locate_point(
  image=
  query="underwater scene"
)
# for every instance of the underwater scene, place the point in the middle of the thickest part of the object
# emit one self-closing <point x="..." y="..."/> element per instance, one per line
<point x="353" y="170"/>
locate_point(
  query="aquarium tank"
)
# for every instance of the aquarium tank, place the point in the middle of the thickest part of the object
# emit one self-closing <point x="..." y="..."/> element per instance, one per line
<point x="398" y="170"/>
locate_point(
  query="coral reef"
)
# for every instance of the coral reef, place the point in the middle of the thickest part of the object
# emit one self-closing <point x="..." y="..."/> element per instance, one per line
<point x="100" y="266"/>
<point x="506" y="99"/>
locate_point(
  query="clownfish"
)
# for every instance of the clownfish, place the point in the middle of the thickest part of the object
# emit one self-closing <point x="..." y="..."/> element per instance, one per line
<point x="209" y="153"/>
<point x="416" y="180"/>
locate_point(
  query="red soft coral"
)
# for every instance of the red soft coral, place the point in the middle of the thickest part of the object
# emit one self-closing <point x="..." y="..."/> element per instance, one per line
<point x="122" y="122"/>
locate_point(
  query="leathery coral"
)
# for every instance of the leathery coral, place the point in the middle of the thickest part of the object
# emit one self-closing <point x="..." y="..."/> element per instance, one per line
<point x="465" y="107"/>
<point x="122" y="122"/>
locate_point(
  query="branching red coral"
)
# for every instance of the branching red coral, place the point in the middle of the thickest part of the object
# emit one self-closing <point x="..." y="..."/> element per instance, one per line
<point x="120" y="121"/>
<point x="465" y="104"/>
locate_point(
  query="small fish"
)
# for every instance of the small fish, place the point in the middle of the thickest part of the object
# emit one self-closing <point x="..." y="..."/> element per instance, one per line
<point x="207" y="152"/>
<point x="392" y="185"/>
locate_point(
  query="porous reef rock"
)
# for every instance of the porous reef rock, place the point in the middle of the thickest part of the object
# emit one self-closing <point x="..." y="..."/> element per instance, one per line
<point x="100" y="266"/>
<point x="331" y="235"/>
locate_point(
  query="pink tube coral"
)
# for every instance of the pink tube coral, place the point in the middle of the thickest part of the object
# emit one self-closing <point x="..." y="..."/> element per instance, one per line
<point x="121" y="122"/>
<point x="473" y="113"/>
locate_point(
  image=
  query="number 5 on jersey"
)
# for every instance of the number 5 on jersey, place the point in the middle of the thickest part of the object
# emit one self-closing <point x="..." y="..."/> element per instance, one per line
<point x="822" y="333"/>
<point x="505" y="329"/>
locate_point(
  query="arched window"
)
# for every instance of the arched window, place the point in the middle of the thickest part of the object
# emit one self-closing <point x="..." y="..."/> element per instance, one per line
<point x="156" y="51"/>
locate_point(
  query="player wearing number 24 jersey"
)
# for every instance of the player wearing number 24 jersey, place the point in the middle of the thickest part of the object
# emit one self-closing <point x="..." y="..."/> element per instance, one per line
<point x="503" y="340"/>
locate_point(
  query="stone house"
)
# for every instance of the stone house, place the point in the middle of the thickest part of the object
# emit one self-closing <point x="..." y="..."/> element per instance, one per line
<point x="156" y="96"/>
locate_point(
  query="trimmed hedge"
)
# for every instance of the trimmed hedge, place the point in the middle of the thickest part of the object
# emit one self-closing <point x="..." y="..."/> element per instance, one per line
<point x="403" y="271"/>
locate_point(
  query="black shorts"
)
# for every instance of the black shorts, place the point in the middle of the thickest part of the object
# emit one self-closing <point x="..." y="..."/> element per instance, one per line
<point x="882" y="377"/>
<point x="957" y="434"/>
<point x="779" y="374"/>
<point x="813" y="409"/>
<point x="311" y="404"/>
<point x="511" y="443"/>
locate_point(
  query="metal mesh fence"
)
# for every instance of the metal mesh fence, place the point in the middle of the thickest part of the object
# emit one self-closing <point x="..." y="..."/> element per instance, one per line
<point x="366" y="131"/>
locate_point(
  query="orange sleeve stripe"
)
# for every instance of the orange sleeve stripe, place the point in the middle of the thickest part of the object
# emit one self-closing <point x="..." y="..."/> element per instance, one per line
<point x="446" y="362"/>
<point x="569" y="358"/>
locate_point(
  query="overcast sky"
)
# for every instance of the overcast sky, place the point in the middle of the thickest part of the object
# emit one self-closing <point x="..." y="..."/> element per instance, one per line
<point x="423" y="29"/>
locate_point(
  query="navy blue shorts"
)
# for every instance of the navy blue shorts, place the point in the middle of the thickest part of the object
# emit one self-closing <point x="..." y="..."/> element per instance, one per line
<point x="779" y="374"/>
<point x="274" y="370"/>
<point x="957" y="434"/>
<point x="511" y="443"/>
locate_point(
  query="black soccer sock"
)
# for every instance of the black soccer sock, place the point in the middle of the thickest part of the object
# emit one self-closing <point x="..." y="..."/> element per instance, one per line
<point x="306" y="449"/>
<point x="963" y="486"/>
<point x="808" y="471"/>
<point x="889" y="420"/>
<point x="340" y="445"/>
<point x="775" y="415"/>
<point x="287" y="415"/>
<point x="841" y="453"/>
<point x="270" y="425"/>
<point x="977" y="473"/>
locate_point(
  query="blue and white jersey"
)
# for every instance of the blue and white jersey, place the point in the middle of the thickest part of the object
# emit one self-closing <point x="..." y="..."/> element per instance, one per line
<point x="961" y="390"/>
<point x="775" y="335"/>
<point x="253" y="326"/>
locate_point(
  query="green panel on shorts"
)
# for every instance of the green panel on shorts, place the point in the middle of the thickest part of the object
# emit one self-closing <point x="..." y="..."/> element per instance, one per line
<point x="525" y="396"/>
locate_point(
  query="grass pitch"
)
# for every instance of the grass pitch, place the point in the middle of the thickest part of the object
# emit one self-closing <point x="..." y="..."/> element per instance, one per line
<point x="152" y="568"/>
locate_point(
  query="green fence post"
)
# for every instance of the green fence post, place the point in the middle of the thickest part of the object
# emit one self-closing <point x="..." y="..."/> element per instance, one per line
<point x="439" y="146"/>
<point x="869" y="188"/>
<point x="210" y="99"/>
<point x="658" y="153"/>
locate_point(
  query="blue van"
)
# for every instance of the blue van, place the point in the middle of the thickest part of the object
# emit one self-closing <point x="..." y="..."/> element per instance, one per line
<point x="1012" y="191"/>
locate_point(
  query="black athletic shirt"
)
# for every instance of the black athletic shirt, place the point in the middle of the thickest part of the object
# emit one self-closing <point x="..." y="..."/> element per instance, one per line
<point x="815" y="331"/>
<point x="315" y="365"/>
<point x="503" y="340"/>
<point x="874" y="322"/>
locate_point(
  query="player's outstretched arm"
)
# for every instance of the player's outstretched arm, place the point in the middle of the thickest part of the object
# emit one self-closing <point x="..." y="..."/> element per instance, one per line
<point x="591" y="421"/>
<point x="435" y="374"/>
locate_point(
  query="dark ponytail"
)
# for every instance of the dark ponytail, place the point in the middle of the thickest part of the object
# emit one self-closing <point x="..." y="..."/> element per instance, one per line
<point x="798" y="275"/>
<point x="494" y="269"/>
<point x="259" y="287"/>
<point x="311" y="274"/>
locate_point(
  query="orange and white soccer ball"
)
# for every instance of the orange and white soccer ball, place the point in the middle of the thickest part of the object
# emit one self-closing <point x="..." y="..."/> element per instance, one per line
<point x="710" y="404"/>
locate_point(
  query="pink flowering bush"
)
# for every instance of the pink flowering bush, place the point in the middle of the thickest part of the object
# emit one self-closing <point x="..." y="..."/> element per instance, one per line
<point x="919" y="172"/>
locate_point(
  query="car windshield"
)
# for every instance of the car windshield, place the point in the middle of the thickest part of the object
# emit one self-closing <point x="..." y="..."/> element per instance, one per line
-*-*-
Quote all the records. Keep every word exact.

> Result for this task
locate_point(
  image=
  query="underwater scene"
)
# for every instance of the underwater scene, place the point in the middle of the thickest part of the object
# emit one self-closing <point x="..." y="..."/> element per instance, one per line
<point x="353" y="170"/>
locate_point(
  query="aquarium tank"
)
# for every instance of the aquarium tank, place the point in the middle of the thickest part of the object
# emit one self-closing <point x="..." y="..."/> element per instance, one per line
<point x="398" y="170"/>
locate_point(
  query="coral reef"
)
# for every instance of the coral reef, place the point in the middle of the thickest part of the object
# emit one self-closing <point x="..." y="..."/> element per instance, one per line
<point x="100" y="266"/>
<point x="506" y="99"/>
locate_point(
  query="clownfish"
)
# for every instance of the clownfish, place the point in the middle of the thickest part of the object
# emit one self-closing <point x="..." y="..."/> element per instance, one per line
<point x="209" y="153"/>
<point x="416" y="180"/>
locate_point(
  query="red soft coral"
)
# for every instance of the red soft coral, place the point in the middle of the thickest part of the object
# emit one self-closing <point x="..." y="..."/> element per instance, one per line
<point x="122" y="122"/>
locate_point(
  query="leathery coral"
)
# for every instance of the leathery coral, place the point in the middle of the thickest part of the object
# emit one self-closing <point x="..." y="..."/> element per instance, one per line
<point x="465" y="107"/>
<point x="122" y="122"/>
locate_point(
  query="branching red coral"
)
# for every instance of the branching red coral, place the point in the middle of the thickest part of the object
# emit one self-closing <point x="..." y="..."/> element per instance, one per line
<point x="120" y="121"/>
<point x="465" y="104"/>
locate_point(
  query="small fish"
)
# for every instance of the small fish, place the point in the middle of the thickest part of the object
# emit one self-closing <point x="..." y="..."/> element per instance, one per line
<point x="207" y="152"/>
<point x="392" y="185"/>
locate_point(
  query="porous reef rock"
)
# for every instance of the porous reef rock, place the point in the middle of the thickest part of the object
# emit one self-closing <point x="..." y="..."/> element per instance, one per line
<point x="100" y="266"/>
<point x="331" y="235"/>
locate_point(
  query="pink tube coral"
)
# for every instance of the pink tube coral, place the point in the middle of the thickest part of the object
# emit one self-closing <point x="..." y="..."/> element per instance, one per line
<point x="121" y="122"/>
<point x="473" y="113"/>
locate_point(
  image=
  query="number 5 on jersey"
)
# for every instance of the number 5 on jersey, place the point in the middle of the thickest part of the object
# emit one self-closing <point x="..." y="..."/> element per instance, one per line
<point x="822" y="333"/>
<point x="505" y="329"/>
locate_point(
  query="arched window"
)
# for every instance of the arched window, place the point in the middle of the thickest part of the object
# emit one self-closing <point x="..." y="..."/> element per instance, one per line
<point x="156" y="51"/>
locate_point(
  query="player wearing number 24 jersey"
)
# for every instance of the player wearing number 24 jersey, place the point in the middle of the thickest part of the object
# emit one self-closing <point x="..." y="..."/> element per instance, one per line
<point x="503" y="340"/>
locate_point(
  query="stone house"
)
# for every instance of the stone house, place the point in the middle of the thickest part of the object
# emit one self-closing <point x="..." y="..."/> element per instance, one per line
<point x="156" y="96"/>
locate_point(
  query="trimmed hedge"
)
# for every instance of the trimmed hedge, place the point in the middle of the thickest part of the object
# emit one self-closing <point x="..." y="..."/> element per instance, one per line
<point x="403" y="271"/>
locate_point(
  query="black shorts"
)
# for every instance of the black shorts, place the point in the middle of the thickest part of the object
# emit one self-closing <point x="..." y="..."/> element per instance, one per line
<point x="882" y="377"/>
<point x="957" y="434"/>
<point x="779" y="374"/>
<point x="813" y="409"/>
<point x="311" y="404"/>
<point x="511" y="443"/>
locate_point(
  query="metal mesh fence"
)
# for every instance of the metal mesh fence, place the point in the middle of the thickest part of the object
# emit one self-closing <point x="..." y="..."/> element per instance, one per line
<point x="366" y="131"/>
locate_point(
  query="orange sleeve stripe"
)
# for every instance of the orange sleeve stripe, place the point in the middle of the thickest part of the object
# emit one self-closing <point x="..." y="..."/> element per instance, one per line
<point x="446" y="362"/>
<point x="569" y="358"/>
locate_point(
  query="overcast sky"
)
# for every instance of the overcast sky, place the point in the middle of the thickest part of the object
# emit one self-closing <point x="..." y="..."/> element per instance, one per line
<point x="423" y="29"/>
locate_point(
  query="navy blue shorts"
)
# for every instance of the navy blue shorts, place the point in the middle of the thickest part of the object
# emit one self-closing <point x="..." y="..."/> element per instance, one per line
<point x="779" y="374"/>
<point x="274" y="370"/>
<point x="957" y="434"/>
<point x="511" y="443"/>
locate_point(
  query="black soccer sock"
)
# for every instance of the black soccer sock, place the point in the middle of the thickest part of the object
# emit one self-closing <point x="..." y="..."/> element per instance, one per line
<point x="306" y="449"/>
<point x="963" y="486"/>
<point x="808" y="471"/>
<point x="889" y="420"/>
<point x="340" y="445"/>
<point x="775" y="415"/>
<point x="287" y="415"/>
<point x="841" y="453"/>
<point x="270" y="425"/>
<point x="977" y="473"/>
locate_point(
  query="blue and white jersey"
)
# for every instance of the blue and white jersey, place the point in the middle of the thickest part of the object
# emit one self-closing <point x="..." y="..."/> element per instance, one per line
<point x="961" y="390"/>
<point x="775" y="335"/>
<point x="253" y="326"/>
locate_point(
  query="green panel on shorts"
)
# for every instance of the green panel on shorts, place the point in the middle of the thickest part of the object
# emit one self-closing <point x="..." y="..."/> element per instance, one per line
<point x="525" y="396"/>
locate_point(
  query="grass pitch"
)
# for every instance of the grass pitch, place the point in the middle of the thickest part of the object
# emit one self-closing <point x="..." y="..."/> element per instance, one per line
<point x="152" y="568"/>
locate_point(
  query="green fence post"
)
# for every instance of the green fence post, place the point in the middle of the thickest part of the object
# emit one self-closing <point x="..." y="..."/> element per instance, one per line
<point x="439" y="146"/>
<point x="869" y="188"/>
<point x="210" y="99"/>
<point x="658" y="153"/>
locate_point(
  query="blue van"
)
# for every instance of the blue van, place the point in the middle of the thickest part of the object
# emit one self-closing <point x="..." y="..."/> element per instance, one per line
<point x="1012" y="191"/>
locate_point(
  query="black athletic shirt"
)
# for every instance of the black athletic shirt, place the point in the middle of the thickest part of the object
# emit one self-closing <point x="..." y="..."/> element per instance, one per line
<point x="815" y="331"/>
<point x="315" y="365"/>
<point x="503" y="340"/>
<point x="874" y="322"/>
locate_point(
  query="player's outstretched arm"
)
# for every instance of the player's outstretched arm, place the point in the middle of the thickest part of the object
# emit one self-closing <point x="..." y="..."/> element per instance, one per line
<point x="591" y="421"/>
<point x="435" y="374"/>
locate_point(
  query="dark ponytail"
)
# for every instance of the dark ponytail, place the point in the middle of the thickest part of the object
# emit one self-closing <point x="..." y="..."/> element per instance, one per line
<point x="798" y="275"/>
<point x="494" y="269"/>
<point x="259" y="287"/>
<point x="311" y="274"/>
locate_point(
  query="orange and white soccer ball"
)
# for every instance of the orange and white soccer ball, place the point in the middle of the thickest part of the object
# emit one self-closing <point x="..." y="..."/> element per instance, one per line
<point x="710" y="404"/>
locate_point(
  query="pink flowering bush"
)
# for every instance of the pink flowering bush, place the point in the middle of the thickest part of the object
# emit one self-closing <point x="..." y="..."/> element per instance, one per line
<point x="919" y="172"/>
locate_point(
  query="car windshield"
)
# for every instance of the car windshield, place the point in the middle of the thickest part of the object
# emit one self-closing <point x="..." y="..."/> element per instance, one per line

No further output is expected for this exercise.